»»

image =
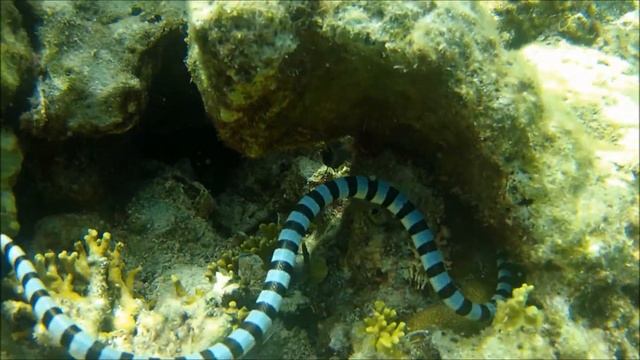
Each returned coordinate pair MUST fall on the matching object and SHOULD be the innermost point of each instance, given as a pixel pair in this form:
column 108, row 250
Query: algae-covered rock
column 15, row 51
column 96, row 61
column 11, row 163
column 580, row 22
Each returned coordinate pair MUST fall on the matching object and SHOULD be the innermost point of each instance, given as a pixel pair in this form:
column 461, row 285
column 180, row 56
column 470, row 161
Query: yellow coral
column 514, row 313
column 386, row 331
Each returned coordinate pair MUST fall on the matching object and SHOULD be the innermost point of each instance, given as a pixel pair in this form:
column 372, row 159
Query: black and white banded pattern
column 81, row 345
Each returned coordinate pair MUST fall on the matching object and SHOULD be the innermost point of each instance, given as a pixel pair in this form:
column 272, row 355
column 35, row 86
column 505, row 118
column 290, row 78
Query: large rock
column 96, row 61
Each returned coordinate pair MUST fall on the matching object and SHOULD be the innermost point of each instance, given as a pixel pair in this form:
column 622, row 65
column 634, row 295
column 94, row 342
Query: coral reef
column 11, row 159
column 385, row 332
column 510, row 124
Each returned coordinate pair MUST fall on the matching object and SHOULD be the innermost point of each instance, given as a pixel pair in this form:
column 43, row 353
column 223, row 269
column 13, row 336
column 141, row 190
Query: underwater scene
column 320, row 179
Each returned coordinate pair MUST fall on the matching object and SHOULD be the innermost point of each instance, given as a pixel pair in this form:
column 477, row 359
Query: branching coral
column 90, row 285
column 380, row 334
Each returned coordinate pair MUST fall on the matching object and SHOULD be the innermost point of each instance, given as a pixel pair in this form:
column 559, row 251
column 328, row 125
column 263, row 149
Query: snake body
column 81, row 345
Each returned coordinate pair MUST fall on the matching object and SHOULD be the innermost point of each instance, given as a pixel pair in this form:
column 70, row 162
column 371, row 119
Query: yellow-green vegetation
column 11, row 160
column 379, row 334
column 15, row 52
column 578, row 21
column 99, row 59
column 261, row 243
column 439, row 316
column 90, row 286
column 514, row 333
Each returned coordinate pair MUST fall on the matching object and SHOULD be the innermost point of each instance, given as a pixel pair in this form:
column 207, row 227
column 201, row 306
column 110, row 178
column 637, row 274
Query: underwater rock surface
column 510, row 129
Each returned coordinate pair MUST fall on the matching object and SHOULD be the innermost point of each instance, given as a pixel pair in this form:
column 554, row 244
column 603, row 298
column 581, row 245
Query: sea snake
column 80, row 345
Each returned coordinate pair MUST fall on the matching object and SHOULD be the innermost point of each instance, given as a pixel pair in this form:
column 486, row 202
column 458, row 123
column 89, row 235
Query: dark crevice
column 175, row 128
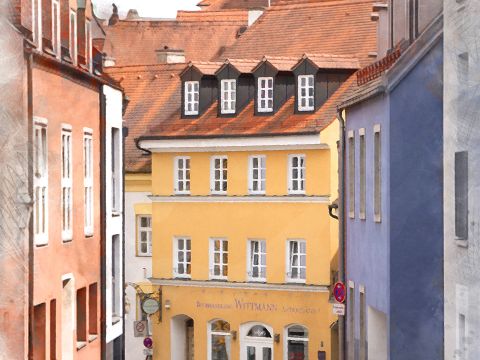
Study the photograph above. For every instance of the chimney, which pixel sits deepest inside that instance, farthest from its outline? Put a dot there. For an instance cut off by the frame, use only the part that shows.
(170, 56)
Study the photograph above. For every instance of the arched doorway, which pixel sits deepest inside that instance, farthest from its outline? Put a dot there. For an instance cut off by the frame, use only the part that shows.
(256, 342)
(181, 338)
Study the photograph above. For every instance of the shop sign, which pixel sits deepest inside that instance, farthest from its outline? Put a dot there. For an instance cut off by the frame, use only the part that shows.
(140, 328)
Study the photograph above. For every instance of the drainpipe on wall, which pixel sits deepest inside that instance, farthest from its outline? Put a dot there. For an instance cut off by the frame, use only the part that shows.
(341, 228)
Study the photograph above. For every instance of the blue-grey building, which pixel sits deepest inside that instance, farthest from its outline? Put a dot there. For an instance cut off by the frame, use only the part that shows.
(393, 204)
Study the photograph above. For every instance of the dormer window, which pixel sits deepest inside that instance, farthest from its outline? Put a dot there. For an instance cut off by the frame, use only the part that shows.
(306, 93)
(228, 96)
(265, 94)
(192, 96)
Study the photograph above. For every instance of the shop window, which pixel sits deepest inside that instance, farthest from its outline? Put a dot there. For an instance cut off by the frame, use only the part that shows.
(219, 340)
(297, 342)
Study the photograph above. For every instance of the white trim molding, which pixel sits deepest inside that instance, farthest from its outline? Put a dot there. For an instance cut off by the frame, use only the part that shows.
(244, 143)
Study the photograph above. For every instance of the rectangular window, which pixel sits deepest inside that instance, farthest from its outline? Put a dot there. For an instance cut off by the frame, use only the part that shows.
(40, 184)
(296, 173)
(144, 223)
(116, 170)
(88, 44)
(67, 233)
(182, 175)
(219, 175)
(88, 181)
(377, 164)
(265, 94)
(192, 97)
(73, 36)
(56, 44)
(461, 195)
(53, 329)
(81, 316)
(218, 259)
(297, 261)
(92, 309)
(351, 174)
(228, 96)
(363, 184)
(306, 99)
(257, 170)
(257, 260)
(182, 257)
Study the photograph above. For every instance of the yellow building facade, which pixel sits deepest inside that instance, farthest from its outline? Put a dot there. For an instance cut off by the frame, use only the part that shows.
(243, 258)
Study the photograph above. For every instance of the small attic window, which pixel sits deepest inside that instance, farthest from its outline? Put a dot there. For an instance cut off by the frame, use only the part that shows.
(265, 94)
(228, 96)
(192, 95)
(306, 93)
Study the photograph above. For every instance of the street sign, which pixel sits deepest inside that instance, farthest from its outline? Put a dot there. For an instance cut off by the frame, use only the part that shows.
(339, 309)
(150, 306)
(339, 292)
(148, 343)
(140, 328)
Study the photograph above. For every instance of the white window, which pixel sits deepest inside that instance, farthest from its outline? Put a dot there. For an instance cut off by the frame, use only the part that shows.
(296, 173)
(218, 259)
(88, 44)
(40, 183)
(182, 175)
(88, 181)
(296, 338)
(218, 175)
(144, 237)
(297, 261)
(67, 210)
(182, 257)
(73, 36)
(257, 260)
(257, 174)
(265, 94)
(306, 100)
(56, 43)
(228, 96)
(219, 340)
(192, 96)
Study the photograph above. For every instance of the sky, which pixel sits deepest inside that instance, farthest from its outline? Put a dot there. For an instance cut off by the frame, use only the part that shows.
(146, 8)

««

● **Activity**: The job is to set down the whole listing exactly, excluding any images.

● **Task answer**:
image =
Each returned coordinate pair MUST fall on the matching object and SHOULD be the innermost point of each instance, given as a pixel pair in this form:
column 108, row 250
Query: algae-covered rock
column 15, row 51
column 96, row 61
column 11, row 163
column 580, row 22
Each returned coordinate pair MUST fall on the matching object and SHOULD be the innermost point of each instance, given as a pixel pair in this form:
column 461, row 285
column 180, row 56
column 470, row 161
Query: yellow coral
column 514, row 313
column 386, row 331
Each returned coordinate pair MUST fall on the matching object and SHOULD be the innermost point of each instance, given as a pixel pair in this form:
column 372, row 159
Query: black and white banded pattern
column 81, row 345
Each returned coordinate pair MUST fall on the matching object and SHOULD be the innermost point of each instance, given as a pixel pair in this form:
column 272, row 355
column 35, row 86
column 505, row 118
column 290, row 78
Query: large rock
column 96, row 61
Each returned coordinate pair MUST fall on the matching object and SHOULD be the innermost point of each instance, given as a pixel pair in this form:
column 622, row 65
column 634, row 295
column 94, row 342
Query: coral reef
column 11, row 159
column 385, row 332
column 510, row 124
Each returned coordinate pair MUST fall on the matching object and SHOULD be the innermost point of each instance, given as a pixel pair in this form:
column 43, row 353
column 223, row 269
column 13, row 336
column 141, row 190
Query: underwater scene
column 320, row 179
Each returned coordinate pair MUST fall on the matching object and SHOULD be the innermost point of each instance, given as a pixel pair in this form:
column 477, row 359
Query: branching coral
column 90, row 285
column 380, row 334
Each returned coordinate pair MUST fall on the matching object and SHOULD be the innermost point of each instance, given as a pixel pair in this form:
column 559, row 251
column 328, row 125
column 263, row 149
Query: snake body
column 81, row 345
Each returned coordinate pair MUST fall on the matching object and SHOULD be the innermost point of each instance, given as a pixel pair in this form:
column 70, row 162
column 371, row 119
Query: yellow-green vegetation
column 11, row 160
column 379, row 334
column 15, row 52
column 578, row 21
column 99, row 59
column 261, row 243
column 439, row 316
column 90, row 286
column 514, row 333
Each returned coordinate pair MUST fall on the matching object and SHOULD be the innermost point of each instance, given as a pixel pair in this form:
column 207, row 227
column 201, row 306
column 110, row 178
column 637, row 274
Query: underwater rock surface
column 510, row 129
Each returned coordinate pair MUST fall on the matching object and SHOULD be the innermost point of each instance, given as a pixel pair in this form:
column 554, row 244
column 603, row 298
column 581, row 245
Query: sea snake
column 80, row 345
Each returned coordinate pair MUST fall on the matching object and SHOULD be the innermost point of each instance, given as a pixel pair in this form:
column 486, row 202
column 458, row 123
column 89, row 235
Query: dark crevice
column 175, row 128
Study the photograph above. For every instance of the chimney, which pixel sits deepest inside that instance, farthest from its outline? Put a dot there. For an instance cut off by the frame, use only the part that shows.
(170, 56)
Study the photograph above. For every instance of the arched doorway, which pixel sits deepest inside that instance, farthest from its outline? Put a dot there. For an instance cut off by the frame, use only the part that shows.
(256, 342)
(181, 338)
Study the photograph above. For every instance of the shop sign, which pixel sits deepest inside that instance, farthest from its outline? Put a dot there. For an instance cut off by the frame, use only the part that shows.
(140, 328)
Study the photograph above. For every instance of the drainpipe on wall, which pixel sits deepest inside that instance, farthest from its outline? Put a dot there. For an instance cut off by the frame, use only the part that shows.
(341, 228)
Study the photograph above. For every instance of the blue-grey building, which pixel sits deepest inside that instance, farthest from its outline? Put a dot there. For an instance cut off by the frame, use only the part that shows.
(393, 204)
Study the photograph above. For every instance of the dormer window, which pixel sits deepest inside that instance, farthest from its outline? Put a dot there. For an instance cut off by the frame, use only the part that shows.
(306, 93)
(228, 96)
(265, 94)
(192, 96)
Study the photograph above. For every instance of the shop window, which pixel sits deepest inside that instance, farthest from its outline? Put a dot there. For an instance cut off by the frame, use only the part that shows.
(219, 340)
(297, 342)
Study the photograph above. For every instance of the white trim molding, which pixel sits deepest inside that instance, farthest from its outline? Put a dot there. For an instance cut off by the frame, use only the part that shows.
(244, 143)
Study the photograph above. For every instance of the rectangular window, which pixel sits deepest inside that instance, farthest from its outline? Put a dot there. For an instance cut off by the frame, use only the part that shows.
(40, 184)
(296, 173)
(144, 223)
(116, 170)
(88, 44)
(67, 233)
(182, 175)
(219, 175)
(88, 181)
(377, 164)
(265, 94)
(192, 97)
(73, 36)
(56, 44)
(461, 195)
(53, 329)
(81, 316)
(218, 259)
(297, 261)
(92, 309)
(351, 174)
(228, 96)
(363, 184)
(306, 99)
(257, 170)
(257, 260)
(182, 257)
Study the photograph above. For every instance of the yellow building facade, which pixel sits deepest inside that instance, farthest from its outline? Put a dot there. For an instance cut off by the frame, use only the part that shows.
(243, 258)
Study the photograph above. For every instance of the small attic window, which pixel sits deepest inside that instance, farthest from its outline? Put a dot there. For an instance cut off by the frame, use only the part that shows.
(265, 94)
(228, 96)
(192, 95)
(306, 93)
Study the photograph above. For every instance of the street sign, which pixel sits deepest inside that instance, farthest from its outline? Put a dot there. For an instance cut off by the frame, use only the part that shows.
(339, 309)
(150, 306)
(339, 292)
(148, 343)
(140, 328)
Study the photograph above. For every instance of the white window, which pixel sits deepest inside that instance, farthest from its outline? Put a dot there. For an instance cut off by the frame, use only the part that shows.
(296, 173)
(218, 259)
(88, 44)
(40, 183)
(182, 175)
(88, 181)
(296, 338)
(218, 175)
(144, 237)
(297, 261)
(67, 210)
(182, 257)
(73, 36)
(257, 260)
(257, 174)
(265, 94)
(306, 100)
(56, 43)
(228, 96)
(219, 340)
(192, 96)
Study the photograph above. For every instance of the sky, which pixel sits deepest inside that instance, farthest from its outline? Put a dot there. For an instance cut off by the frame, use only the part that shows.
(146, 8)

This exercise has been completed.